Work task
The answer should consist of all the records, written out word for word.

Data provided
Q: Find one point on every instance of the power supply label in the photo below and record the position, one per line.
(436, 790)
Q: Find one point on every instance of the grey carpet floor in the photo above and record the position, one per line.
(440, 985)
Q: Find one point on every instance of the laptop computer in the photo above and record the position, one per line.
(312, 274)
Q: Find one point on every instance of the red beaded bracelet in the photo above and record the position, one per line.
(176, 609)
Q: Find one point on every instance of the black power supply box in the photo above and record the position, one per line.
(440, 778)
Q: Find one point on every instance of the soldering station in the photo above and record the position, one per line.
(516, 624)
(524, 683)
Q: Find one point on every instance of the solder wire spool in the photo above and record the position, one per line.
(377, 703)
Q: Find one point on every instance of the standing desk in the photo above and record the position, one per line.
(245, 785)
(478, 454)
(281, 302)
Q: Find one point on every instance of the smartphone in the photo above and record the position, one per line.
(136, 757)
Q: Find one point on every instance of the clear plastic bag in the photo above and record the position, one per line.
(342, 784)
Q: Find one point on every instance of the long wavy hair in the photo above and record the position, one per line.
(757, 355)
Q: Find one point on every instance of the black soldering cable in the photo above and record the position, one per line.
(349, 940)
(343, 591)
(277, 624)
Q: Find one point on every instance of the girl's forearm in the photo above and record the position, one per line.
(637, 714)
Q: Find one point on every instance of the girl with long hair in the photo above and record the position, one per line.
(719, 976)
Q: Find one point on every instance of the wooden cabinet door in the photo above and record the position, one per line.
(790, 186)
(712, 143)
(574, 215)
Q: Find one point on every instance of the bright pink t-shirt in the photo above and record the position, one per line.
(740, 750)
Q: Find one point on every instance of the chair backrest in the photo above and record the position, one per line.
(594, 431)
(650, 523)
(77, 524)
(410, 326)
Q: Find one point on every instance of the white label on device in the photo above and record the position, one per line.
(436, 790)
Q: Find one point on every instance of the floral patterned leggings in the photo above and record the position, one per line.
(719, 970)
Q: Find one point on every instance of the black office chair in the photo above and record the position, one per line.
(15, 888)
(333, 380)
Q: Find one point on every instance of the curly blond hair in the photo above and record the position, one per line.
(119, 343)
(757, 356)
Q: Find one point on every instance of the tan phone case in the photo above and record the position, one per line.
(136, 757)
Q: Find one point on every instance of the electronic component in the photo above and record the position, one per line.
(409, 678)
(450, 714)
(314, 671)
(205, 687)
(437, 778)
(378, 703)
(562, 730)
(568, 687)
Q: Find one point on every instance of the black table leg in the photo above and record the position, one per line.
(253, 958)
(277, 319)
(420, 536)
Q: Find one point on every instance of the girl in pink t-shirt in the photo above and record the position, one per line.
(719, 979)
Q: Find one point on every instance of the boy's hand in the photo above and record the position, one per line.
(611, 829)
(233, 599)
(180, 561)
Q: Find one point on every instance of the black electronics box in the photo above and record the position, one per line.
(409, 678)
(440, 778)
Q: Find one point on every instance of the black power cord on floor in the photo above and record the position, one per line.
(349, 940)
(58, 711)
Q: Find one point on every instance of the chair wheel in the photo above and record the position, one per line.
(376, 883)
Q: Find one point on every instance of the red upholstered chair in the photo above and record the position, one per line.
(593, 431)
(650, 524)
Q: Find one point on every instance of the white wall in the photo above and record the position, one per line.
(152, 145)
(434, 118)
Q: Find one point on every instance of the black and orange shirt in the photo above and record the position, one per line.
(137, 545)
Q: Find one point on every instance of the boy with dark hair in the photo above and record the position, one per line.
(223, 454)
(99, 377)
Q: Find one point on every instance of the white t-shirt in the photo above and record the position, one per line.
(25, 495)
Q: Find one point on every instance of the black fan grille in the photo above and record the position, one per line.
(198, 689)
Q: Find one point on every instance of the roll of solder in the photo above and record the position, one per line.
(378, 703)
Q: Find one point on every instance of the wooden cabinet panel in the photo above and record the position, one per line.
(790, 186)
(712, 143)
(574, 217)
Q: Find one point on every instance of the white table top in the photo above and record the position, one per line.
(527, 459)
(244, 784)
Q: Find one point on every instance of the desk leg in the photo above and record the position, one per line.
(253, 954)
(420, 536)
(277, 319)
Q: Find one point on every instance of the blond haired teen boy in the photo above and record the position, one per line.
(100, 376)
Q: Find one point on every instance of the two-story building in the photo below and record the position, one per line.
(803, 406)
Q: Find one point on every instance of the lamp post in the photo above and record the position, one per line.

Answer to the problem
Q: Find one point on every instance of the power supply label in the photo below and record the position, one per line.
(436, 790)
Q: Find one point on every instance of the grey carpet floor in the photo above and record the position, one per line.
(440, 985)
Q: Find one point on every instance of the laptop computer in the photo above and record the position, one per line.
(312, 274)
Q: Find one point on every instance of the red beaded bracelet in the photo above and record the position, one per line.
(176, 609)
Q: Find one point on every instance of the black power supply box in the photo above and record the position, one per line.
(440, 778)
Q: Find one point on every instance of the soldering station in the photo above and record the position, one per line.
(516, 624)
(524, 683)
Q: Find one point on every instance of the solder wire spool in the photo above and record the position, one per line.
(377, 703)
Q: Find one point on every instance of the standing desk in the photo above and record the position, one per line.
(245, 785)
(478, 454)
(281, 302)
Q: Find one point on every instance of the smartphone in the photo above and record the position, one per line.
(136, 757)
Q: Find one point on every instance of the clear plastic bag in the photo above and record the position, one per line.
(342, 784)
Q: Find one point on every instance of the long wavy hair in the photo above and record the position, one per line.
(757, 355)
Q: Find one point on every instance of the black soldering cable in the photo above and record the position, one per line.
(349, 940)
(343, 591)
(277, 624)
Q: Find one point on every instance of the girl's forearm in the photo above and record the position, one per line.
(637, 714)
Q: Find one point on every instance of the girl with long hair in the photo above and record the position, one per line.
(719, 976)
Q: Find one point on every instance of the wooden cabinet door in the photo above and record the position, one per line.
(790, 186)
(712, 143)
(574, 215)
Q: Find one point on every instance of the bright pink t-shirt in the photo above and record the position, one per line.
(740, 750)
Q: Find one point on every instance of the chair backrest in the photo above and record the position, one per line.
(594, 431)
(650, 523)
(77, 524)
(410, 326)
Q: Find one point on every instance of the white label on device in the photo above and record the position, one per line.
(436, 790)
Q: Find one point on every instance of the floral patterned leggings in the photo above and record the position, one per line.
(719, 970)
Q: Find one point on every instance of the black office chair in the photo above and record the position, one per line.
(15, 888)
(333, 380)
Q: Find one point on every instance of the curly blond hair in the photo above and record the position, one per line.
(119, 343)
(757, 356)
Q: Find one point on every instance of the tan phone case in the photo above and record the position, one per line.
(136, 757)
Q: Find one point on every instance of the electronic component in the photo above and record the position, one per line.
(409, 678)
(450, 714)
(314, 671)
(205, 687)
(437, 778)
(378, 703)
(562, 730)
(568, 687)
Q: Find one point on every instance of the black table leg in the photo above and record the position, one per line.
(253, 958)
(277, 319)
(420, 536)
Q: Find one point on every instance of the girl in pink t-shirt in the photo above and record the position, one per line.
(719, 979)
Q: Find one point on every instance of the boy's hand in the photo above and record the position, one per line.
(611, 829)
(233, 599)
(180, 561)
Q: Find one point on every instance of the black electronics box in the photo above and record the position, one per line.
(409, 678)
(440, 778)
Q: Find one point on every instance of the black power cord on floor in the photo above and record the position, one per line.
(349, 940)
(58, 711)
Q: Find one point on every instance of the chair wheel in the photo above and record the position, one per line.
(376, 883)
Q: Find one point on every instance of the red upholstered chair in the photo above and record the position, one per line.
(593, 431)
(650, 524)
Q: Find one point on every instance of the white wall in the photo above and record the position, one per line.
(152, 145)
(434, 118)
Q: Find one point on every instance of the black and orange shirt in the photo above and record the position, one per line.
(137, 545)
Q: Find one point on every instance of the boy with dark hair in the photo above and record the position, one per line.
(223, 454)
(99, 377)
Q: Find one point on every instance of the white t-shirt in the photo above and record the position, one per line.
(25, 495)
Q: Find one point on every instance of the black fan grille in the photo above and record the position, one per line.
(198, 689)
Q: Find one point on every instance of the roll of solder in the photo above and record the position, one per line.
(378, 703)
Q: Find one point on every instance of the wooden cabinet panel in the photo above and record the position, one per line.
(790, 186)
(712, 143)
(574, 217)
Q: Find one point on every instance of the white table top in the photo above and record the position, one per line.
(527, 459)
(244, 784)
Q: Find one point on every instance of the desk leg in the photo above and record the position, one per line.
(253, 954)
(420, 536)
(277, 319)
Q: Find one point on every instance of the blond haired teen boy in the photo above and record the position, one per line.
(100, 376)
Q: Find one point on every instance of the two-story building in the photo below and record the position, one per line.
(803, 406)
Q: Find one point on every instance of the lamp post in the photo above and record the position, one per line.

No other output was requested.